DATA SUPPLIED

* BEGIN *

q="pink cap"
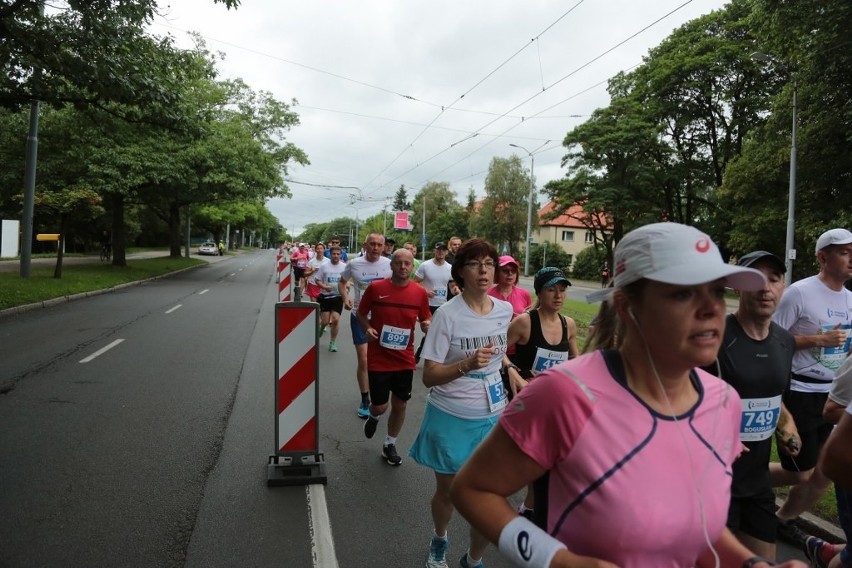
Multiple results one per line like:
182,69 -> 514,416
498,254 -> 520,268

* END *
* BEGIN *

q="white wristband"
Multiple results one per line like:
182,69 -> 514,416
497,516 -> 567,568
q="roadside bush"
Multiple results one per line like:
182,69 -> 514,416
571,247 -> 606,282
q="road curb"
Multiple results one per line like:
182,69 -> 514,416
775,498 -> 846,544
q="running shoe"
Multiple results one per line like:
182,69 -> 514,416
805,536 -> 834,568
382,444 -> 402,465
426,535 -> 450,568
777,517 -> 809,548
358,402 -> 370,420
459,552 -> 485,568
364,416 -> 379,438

* END *
* BEGIN *

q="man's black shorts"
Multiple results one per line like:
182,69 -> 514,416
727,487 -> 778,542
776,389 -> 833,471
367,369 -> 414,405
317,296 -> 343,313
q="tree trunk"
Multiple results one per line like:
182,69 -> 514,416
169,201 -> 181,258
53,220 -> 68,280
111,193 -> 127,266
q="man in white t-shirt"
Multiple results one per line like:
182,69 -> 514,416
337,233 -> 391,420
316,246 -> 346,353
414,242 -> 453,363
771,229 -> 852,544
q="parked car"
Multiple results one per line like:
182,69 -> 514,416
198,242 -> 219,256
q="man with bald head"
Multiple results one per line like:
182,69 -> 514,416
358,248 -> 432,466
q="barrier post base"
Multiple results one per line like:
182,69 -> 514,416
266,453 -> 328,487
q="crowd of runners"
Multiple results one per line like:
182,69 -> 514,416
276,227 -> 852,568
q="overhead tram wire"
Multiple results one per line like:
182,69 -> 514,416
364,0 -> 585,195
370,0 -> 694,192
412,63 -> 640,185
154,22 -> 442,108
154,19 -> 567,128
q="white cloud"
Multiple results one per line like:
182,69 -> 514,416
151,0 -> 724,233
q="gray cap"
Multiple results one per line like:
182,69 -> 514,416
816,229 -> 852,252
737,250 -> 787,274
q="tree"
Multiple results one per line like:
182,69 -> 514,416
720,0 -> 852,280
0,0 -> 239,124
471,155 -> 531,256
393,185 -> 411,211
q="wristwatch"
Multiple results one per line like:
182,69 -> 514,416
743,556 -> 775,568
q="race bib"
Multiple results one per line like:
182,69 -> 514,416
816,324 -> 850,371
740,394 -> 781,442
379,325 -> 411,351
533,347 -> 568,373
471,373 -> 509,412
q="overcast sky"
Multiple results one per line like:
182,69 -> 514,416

* END *

TASK TO CARRY OUT
Collect each line in the records above that contains the string "white".

OUTPUT FOR THIS TASK
q="white wristband"
q="man in white t-shirt"
q="white cloud"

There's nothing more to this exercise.